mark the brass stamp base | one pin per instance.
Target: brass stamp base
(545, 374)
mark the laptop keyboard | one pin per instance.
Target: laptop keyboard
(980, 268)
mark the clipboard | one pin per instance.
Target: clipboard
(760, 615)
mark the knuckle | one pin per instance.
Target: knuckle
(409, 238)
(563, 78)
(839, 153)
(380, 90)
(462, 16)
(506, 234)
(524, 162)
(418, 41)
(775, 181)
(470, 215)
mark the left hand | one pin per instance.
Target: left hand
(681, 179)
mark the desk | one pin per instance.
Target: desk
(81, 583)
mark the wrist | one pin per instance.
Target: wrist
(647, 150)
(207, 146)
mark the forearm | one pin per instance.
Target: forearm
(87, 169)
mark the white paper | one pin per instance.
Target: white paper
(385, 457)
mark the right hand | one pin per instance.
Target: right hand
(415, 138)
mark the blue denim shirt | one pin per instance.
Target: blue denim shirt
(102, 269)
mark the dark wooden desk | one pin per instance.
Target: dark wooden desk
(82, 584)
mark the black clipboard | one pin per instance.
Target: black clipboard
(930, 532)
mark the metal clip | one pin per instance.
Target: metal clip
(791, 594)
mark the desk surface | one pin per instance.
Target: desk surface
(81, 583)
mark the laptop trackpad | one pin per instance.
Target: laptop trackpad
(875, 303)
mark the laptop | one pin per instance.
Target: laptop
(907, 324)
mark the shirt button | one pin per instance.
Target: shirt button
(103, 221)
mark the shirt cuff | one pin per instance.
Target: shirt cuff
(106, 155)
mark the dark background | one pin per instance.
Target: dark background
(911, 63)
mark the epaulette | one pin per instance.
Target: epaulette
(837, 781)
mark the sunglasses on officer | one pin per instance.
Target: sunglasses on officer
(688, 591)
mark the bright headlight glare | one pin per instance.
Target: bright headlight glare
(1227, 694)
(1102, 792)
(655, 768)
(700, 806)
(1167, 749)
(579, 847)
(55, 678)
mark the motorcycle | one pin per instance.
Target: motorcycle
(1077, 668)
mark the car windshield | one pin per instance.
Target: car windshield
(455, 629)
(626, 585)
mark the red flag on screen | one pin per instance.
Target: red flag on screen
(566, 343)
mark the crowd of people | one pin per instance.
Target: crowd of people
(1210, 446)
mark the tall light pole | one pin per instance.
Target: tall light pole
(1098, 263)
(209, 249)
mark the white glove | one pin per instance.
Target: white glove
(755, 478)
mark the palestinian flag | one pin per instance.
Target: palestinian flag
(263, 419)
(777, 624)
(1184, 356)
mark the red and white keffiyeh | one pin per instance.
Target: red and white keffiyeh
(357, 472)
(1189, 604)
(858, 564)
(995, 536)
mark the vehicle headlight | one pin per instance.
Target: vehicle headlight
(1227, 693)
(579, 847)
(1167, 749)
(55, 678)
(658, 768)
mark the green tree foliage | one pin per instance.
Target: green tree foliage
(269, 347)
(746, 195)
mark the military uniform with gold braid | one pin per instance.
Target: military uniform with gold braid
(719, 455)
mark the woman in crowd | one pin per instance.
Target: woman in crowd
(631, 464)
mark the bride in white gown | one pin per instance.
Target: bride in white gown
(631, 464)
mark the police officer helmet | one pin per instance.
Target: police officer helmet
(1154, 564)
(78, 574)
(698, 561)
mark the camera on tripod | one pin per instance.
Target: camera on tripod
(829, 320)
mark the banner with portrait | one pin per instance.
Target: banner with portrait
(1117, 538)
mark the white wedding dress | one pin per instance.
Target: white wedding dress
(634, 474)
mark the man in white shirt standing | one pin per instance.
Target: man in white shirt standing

- _ABOUT THIS EXERCISE_: Scan the entries above for the string "standing", and copy every line where it turns up.

- _RESULT BELOW_:
mark the man in white shirt standing | one pin per instance.
Target: man in white shirt standing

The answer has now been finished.